EXERCISE PROMPT: Quote each record exactly, please, leaving none out.

DATA FOR ANALYSIS:
______

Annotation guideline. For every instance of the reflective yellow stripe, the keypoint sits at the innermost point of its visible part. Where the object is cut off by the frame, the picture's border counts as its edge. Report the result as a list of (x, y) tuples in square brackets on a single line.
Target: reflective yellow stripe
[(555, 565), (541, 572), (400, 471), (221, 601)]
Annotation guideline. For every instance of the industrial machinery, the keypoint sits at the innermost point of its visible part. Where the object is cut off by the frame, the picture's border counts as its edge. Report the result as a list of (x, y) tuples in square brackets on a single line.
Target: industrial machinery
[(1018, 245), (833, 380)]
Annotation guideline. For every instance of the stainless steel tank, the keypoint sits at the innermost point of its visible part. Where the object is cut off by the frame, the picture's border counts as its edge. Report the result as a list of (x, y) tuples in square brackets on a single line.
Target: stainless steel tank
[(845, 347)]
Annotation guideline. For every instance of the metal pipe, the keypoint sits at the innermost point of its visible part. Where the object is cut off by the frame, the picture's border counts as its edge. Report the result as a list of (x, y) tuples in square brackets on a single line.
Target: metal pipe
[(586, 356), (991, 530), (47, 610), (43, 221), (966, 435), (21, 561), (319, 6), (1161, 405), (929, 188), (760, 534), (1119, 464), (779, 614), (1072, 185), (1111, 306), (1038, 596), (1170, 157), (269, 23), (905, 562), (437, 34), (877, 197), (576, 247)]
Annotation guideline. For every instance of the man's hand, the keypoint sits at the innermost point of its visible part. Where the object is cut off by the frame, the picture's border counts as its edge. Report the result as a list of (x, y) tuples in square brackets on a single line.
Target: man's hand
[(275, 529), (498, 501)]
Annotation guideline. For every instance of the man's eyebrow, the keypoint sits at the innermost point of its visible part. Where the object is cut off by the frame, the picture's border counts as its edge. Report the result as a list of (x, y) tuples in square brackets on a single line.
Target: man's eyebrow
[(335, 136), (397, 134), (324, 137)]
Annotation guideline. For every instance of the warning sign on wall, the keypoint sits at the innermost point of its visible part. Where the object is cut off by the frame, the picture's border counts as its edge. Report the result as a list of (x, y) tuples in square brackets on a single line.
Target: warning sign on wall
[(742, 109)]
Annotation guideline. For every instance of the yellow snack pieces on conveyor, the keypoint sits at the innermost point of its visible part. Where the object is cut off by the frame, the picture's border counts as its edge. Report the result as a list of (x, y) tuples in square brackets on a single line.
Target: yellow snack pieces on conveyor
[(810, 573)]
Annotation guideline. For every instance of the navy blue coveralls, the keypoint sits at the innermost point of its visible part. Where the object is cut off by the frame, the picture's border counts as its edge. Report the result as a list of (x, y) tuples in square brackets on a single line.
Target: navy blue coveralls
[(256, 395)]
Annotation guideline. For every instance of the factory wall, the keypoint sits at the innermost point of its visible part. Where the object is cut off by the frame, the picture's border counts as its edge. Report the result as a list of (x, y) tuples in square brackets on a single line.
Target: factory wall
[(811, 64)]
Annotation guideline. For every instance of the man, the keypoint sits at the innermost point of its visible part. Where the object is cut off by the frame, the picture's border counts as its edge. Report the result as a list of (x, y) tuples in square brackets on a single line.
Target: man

______

REPLY:
Annotation guideline. For every instance of the reflective yellow stripe, the keypoint sits at the innermost point of its visible part. Where the object is cut off by the frame, the picture's border counts as its edge. Report the result as a list of (x, y) tuples in square brackets on a single line.
Target: reflective yellow stripe
[(555, 565), (541, 572), (400, 471), (221, 601)]
Annotation guideline. For every instance of the industrial machinery, the keypoint sits at the innermost point of its visible part. Where the object is cut off by the frame, the picture's border counts as its edge. Report the result as a list of (x, y) tuples in square brackets on a single line.
Target: industrial machinery
[(1018, 245), (833, 380)]
Annotation guideline. For every instance of the stainless steel tank, the keypoint sits at the innermost point of its visible part. Where the object is cut off by the frame, the picture's border counts as its edge. Report the result as a list of (x, y) tuples in square brackets on a single line.
Target: stainless steel tank
[(845, 347)]
Annotation guideline. For every instance of the metal pipe, the keypoint sits at the innermost point of its visible part. Where the object is cut off by the frame, the picture's border counts as its edge. Report the result as a list of (x, y) tuples in square brackets on a single line.
Target: metal pipe
[(586, 356), (991, 530), (47, 610), (43, 221), (966, 435), (21, 561), (319, 6), (1161, 405), (929, 188), (760, 534), (1119, 464), (779, 614), (1072, 185), (1111, 306), (1038, 596), (1170, 157), (269, 23), (905, 562), (437, 34), (877, 197), (576, 247)]
Annotation guideline. For every instance of the man's hand, the keypoint sits at the innermost point of its visible part. Where the object is cut off by the frame, the picture's border counts as its edge. Report the result as a list of (x, y) tuples in square brackets on a single line.
Target: man's hand
[(275, 529), (498, 501)]
Annotation guideline. For every instance of the man's eyebrow, the keypoint sits at the innermost point of its visible part. Where the object is cut off by the frame, the picture's border counts as its edge. Report the result as a list of (x, y) tuples in square brackets on a single line.
Target: man's eyebrow
[(335, 136), (397, 134), (324, 137)]
Annotation guideline. For every instance of the warning sign on wall, the keypoint sits at the innermost point of its visible part. Where the object is cut off by the frame, the picture's border counts as its edge. Report the result as a list of (x, y) tuples in square brackets on a single line.
Target: warning sign on wall
[(742, 109)]
Annotation guideline. For every instance of the yellow snack pieces on conveyor, the keypoint sits at the innermost point of its visible part. Where the object is cut off by the frame, the picture's border counts as its edge. Report the result as a list of (x, y) tuples in square brackets on a single line.
Target: yellow snack pieces on conveyor
[(810, 573)]
Annotation guideline. For every instance of the navy blue coveralls, the keypoint sits at the innermost point of its visible part. Where the object is cut off by the frame, the picture's border counts as its edge. Report the result as a list of (x, y) tuples in square brackets on a single line.
Target: navy blue coveralls
[(256, 395)]
Annotation guideline. For every instance of the factory wall, the keypoint sits at the innermost point of its visible part. Where the object is cut off by the frame, the picture's border counts as its edge. Report the result as a list of (x, y) tuples in square brackets on a single line.
Target: factory wall
[(811, 64)]
Annotation guideline. For every instance of the man, the keypoint sits at the innermost point of its visible part. Where the object is cut off by the frame, the picture's border counts as its edge. Report the result as a list of (x, y) tuples in square brackets on a single line.
Target: man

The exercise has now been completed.